▶ **WHAT YOU HAVE TO DO**:
Repeat exactly each line of the data provided below.

▶ **RECORDED INFORMATION**:

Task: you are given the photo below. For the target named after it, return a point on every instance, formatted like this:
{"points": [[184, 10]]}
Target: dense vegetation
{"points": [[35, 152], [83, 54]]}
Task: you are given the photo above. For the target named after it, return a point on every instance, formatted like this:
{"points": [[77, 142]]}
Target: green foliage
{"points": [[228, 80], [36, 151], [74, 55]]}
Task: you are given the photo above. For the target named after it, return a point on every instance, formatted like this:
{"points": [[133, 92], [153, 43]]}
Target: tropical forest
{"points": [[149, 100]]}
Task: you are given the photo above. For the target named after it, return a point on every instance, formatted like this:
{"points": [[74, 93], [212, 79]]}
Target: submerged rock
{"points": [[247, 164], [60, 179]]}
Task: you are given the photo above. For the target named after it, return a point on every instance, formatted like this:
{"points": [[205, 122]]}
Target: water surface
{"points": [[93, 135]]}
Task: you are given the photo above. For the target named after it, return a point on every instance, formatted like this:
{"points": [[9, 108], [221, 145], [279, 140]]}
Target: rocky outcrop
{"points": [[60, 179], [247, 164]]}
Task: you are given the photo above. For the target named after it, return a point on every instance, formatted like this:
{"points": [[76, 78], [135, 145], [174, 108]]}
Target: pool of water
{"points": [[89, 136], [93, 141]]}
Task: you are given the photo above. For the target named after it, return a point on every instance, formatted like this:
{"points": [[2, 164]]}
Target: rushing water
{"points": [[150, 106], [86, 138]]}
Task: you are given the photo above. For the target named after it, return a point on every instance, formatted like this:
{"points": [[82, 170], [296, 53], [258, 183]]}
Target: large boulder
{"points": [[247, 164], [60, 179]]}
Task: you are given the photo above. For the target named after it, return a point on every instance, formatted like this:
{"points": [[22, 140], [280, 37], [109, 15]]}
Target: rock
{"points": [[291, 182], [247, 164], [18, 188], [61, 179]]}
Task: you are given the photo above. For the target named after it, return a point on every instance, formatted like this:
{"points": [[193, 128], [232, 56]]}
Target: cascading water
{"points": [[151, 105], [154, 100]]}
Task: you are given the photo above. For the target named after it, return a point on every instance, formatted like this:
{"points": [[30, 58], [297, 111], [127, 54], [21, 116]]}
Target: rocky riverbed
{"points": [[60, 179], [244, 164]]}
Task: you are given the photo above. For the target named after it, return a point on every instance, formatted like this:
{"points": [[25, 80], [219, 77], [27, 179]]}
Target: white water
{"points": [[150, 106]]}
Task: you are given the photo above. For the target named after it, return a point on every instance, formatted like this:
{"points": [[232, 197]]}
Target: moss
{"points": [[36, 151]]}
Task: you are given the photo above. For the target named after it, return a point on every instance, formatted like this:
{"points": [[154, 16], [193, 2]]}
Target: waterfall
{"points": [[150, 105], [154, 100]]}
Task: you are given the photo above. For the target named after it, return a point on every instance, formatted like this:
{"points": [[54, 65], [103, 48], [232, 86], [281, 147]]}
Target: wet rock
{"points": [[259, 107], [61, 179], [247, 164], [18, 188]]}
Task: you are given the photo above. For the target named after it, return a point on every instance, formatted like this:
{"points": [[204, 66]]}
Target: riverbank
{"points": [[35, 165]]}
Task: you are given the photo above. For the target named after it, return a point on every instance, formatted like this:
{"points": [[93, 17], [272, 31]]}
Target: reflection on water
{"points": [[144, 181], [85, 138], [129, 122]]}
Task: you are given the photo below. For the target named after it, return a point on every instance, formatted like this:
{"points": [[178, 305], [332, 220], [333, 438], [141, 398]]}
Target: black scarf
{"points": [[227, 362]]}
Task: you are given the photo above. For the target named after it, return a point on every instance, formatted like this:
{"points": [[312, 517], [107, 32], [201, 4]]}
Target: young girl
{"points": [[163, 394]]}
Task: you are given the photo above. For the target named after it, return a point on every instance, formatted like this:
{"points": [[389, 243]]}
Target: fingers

▶ **CORRECT RESPONSE**:
Task: you are given the photo below. For the target named after it, return a point on every instance, formatted like this:
{"points": [[184, 10]]}
Target: dense vegetation
{"points": [[35, 152], [83, 54]]}
Task: you are given the photo above. For the target named after it, return a point on every instance, formatted like this:
{"points": [[77, 142]]}
Target: green foliage
{"points": [[228, 80], [36, 151], [74, 55]]}
Task: you are given the photo above. For the target named after it, return a point on every instance, formatted like this:
{"points": [[133, 92], [153, 43]]}
Target: tropical forest
{"points": [[149, 100]]}
Task: you are given the photo above. For the target named after it, return a point on every instance, formatted like this:
{"points": [[74, 93], [212, 79]]}
Target: submerged rock
{"points": [[247, 164], [60, 179]]}
Task: you are given the photo above. For the target named after it, return a point on every instance, formatted like this:
{"points": [[205, 122]]}
Target: water surface
{"points": [[93, 135]]}
Task: you are given the photo above. For the target named after it, return a point on every instance, formatted like this:
{"points": [[9, 108], [221, 145], [279, 140]]}
Target: rocky outcrop
{"points": [[60, 179], [247, 164]]}
Task: you are given the photo above. For the target named after it, return a point on every instance, formatted like this:
{"points": [[76, 78], [135, 145], [174, 108]]}
Target: pool of water
{"points": [[89, 136], [93, 141]]}
Task: you are given the photo above. For the target named after it, return a point on every instance, formatted like this:
{"points": [[2, 164]]}
Target: rushing water
{"points": [[150, 106], [86, 138]]}
Task: you are given the photo above. For the target named after it, return a point on every instance, formatted like this:
{"points": [[82, 170], [296, 53], [258, 183]]}
Target: large boulder
{"points": [[247, 164], [60, 179]]}
Task: you are given the photo above. For the target named after it, return a point on every instance, formatted like this:
{"points": [[22, 140], [280, 37], [109, 15]]}
Target: rock
{"points": [[291, 182], [247, 164], [18, 188], [61, 179]]}
Task: you are given the photo above. For the target named after it, return a point on every instance, formatted like this:
{"points": [[193, 128], [232, 56]]}
Target: cascading water
{"points": [[151, 105], [154, 100]]}
Task: you are given the photo above. For the target named after it, return a point on every instance, formatted like this:
{"points": [[30, 58], [297, 111], [127, 54], [21, 116]]}
Target: rocky riverbed
{"points": [[60, 179], [244, 164]]}
Task: you are given the photo above. For the target named after it, return a point on every instance, formatted like this:
{"points": [[25, 80], [219, 77], [27, 179]]}
Target: white water
{"points": [[150, 106]]}
Task: you are given the photo above. For the target named after it, return a point on every instance, formatted like this:
{"points": [[232, 197]]}
Target: moss
{"points": [[36, 151]]}
Task: you are given the photo above. For the target named after it, return a point on every instance, formatted like this:
{"points": [[154, 16], [193, 2]]}
Target: waterfall
{"points": [[150, 105], [154, 100]]}
Task: you are given the photo above. For the target named after it, return a point on every instance, formatted like this:
{"points": [[54, 65], [103, 48], [232, 86], [281, 147]]}
Target: wet rock
{"points": [[259, 107], [61, 179], [247, 164], [18, 188]]}
Task: you are given the photo above. For the target named after it, return a point on every instance, formatted like this:
{"points": [[204, 66]]}
Target: riverbank
{"points": [[35, 165]]}
Task: you are given the photo above. For the target named after it, return a point on every instance, formatted like this:
{"points": [[93, 17], [272, 31]]}
Target: reflection on water
{"points": [[144, 181], [85, 138], [129, 122]]}
Task: you are given the photo below. For the target named after it, return a point on every instance, formatted like this:
{"points": [[178, 305], [332, 220], [333, 438], [141, 398]]}
Target: black scarf
{"points": [[227, 362]]}
Task: you are given the photo above. For the target named after it, return a point on every instance, formatted like this:
{"points": [[312, 517], [107, 32], [201, 4]]}
Target: young girl
{"points": [[163, 394]]}
Task: you are given the photo above. For the target named after it, return a point on every instance, formatted like this:
{"points": [[389, 243]]}
Target: fingers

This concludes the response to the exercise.